→ Requirement
Write out the rows below exactly, from the line with "Note. One marker is placed on each instance of the concrete" to the line with "[(236, 590)]", both included.

→ Data provided
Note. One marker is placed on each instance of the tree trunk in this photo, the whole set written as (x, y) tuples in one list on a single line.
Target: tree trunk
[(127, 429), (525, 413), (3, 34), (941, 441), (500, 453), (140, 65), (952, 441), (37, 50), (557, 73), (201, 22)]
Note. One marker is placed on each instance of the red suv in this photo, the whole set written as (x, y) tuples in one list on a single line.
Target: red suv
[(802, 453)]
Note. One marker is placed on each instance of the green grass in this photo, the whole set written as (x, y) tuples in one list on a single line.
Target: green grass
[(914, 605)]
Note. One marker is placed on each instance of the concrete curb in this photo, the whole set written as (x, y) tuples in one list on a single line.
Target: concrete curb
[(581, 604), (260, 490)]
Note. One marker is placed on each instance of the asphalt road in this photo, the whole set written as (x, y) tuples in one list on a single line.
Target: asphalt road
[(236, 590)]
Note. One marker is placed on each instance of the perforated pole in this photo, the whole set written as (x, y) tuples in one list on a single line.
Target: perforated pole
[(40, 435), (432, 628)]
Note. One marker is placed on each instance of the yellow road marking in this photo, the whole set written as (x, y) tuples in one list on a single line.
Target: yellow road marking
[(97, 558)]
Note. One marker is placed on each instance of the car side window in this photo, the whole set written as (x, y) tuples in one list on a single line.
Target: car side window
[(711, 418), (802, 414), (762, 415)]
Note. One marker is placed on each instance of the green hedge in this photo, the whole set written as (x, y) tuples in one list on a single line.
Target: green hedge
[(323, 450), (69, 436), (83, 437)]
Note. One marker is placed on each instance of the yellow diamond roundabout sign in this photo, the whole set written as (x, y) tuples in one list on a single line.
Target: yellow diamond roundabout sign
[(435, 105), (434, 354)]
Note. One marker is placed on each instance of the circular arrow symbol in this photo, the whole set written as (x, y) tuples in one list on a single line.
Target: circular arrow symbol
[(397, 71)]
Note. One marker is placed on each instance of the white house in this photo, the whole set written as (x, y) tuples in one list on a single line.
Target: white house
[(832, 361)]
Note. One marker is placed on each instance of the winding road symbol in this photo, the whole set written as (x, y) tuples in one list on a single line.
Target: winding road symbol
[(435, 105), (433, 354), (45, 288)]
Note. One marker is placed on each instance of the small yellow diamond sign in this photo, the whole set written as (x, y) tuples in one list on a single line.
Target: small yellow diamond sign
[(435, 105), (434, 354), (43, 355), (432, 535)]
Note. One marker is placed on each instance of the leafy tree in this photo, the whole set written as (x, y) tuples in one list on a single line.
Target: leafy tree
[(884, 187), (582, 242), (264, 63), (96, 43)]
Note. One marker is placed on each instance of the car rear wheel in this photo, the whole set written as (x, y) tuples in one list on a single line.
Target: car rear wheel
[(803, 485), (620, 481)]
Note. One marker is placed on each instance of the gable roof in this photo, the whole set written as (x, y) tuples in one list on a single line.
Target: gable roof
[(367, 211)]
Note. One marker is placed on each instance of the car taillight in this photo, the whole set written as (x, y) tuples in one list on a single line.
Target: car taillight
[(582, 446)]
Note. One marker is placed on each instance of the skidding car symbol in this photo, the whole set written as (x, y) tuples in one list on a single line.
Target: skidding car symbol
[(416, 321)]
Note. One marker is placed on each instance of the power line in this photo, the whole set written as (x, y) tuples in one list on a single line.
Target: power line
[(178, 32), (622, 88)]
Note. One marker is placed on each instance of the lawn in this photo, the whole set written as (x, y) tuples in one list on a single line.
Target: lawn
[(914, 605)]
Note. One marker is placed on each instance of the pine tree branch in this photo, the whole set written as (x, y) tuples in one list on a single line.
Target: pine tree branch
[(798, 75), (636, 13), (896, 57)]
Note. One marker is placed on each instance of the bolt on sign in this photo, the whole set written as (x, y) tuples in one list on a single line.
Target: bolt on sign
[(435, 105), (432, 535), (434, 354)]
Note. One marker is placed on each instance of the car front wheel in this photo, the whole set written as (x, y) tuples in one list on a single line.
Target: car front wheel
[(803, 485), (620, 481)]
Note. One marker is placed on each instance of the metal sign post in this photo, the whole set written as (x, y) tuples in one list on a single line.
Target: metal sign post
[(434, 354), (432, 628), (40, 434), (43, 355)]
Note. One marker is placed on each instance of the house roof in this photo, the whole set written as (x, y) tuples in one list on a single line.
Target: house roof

→ Solved problem
Note. One marker is placed on each instance of the concrete curb in this photo, the whole set written as (x, y) tuples in one list on a single line.
Target: concrete curb
[(581, 604), (260, 490)]
Note. One marker is placed on each instance of the asphalt road in this photo, the whole set written as (x, y) tuples in one list on a single line.
Target: asphalt road
[(236, 590)]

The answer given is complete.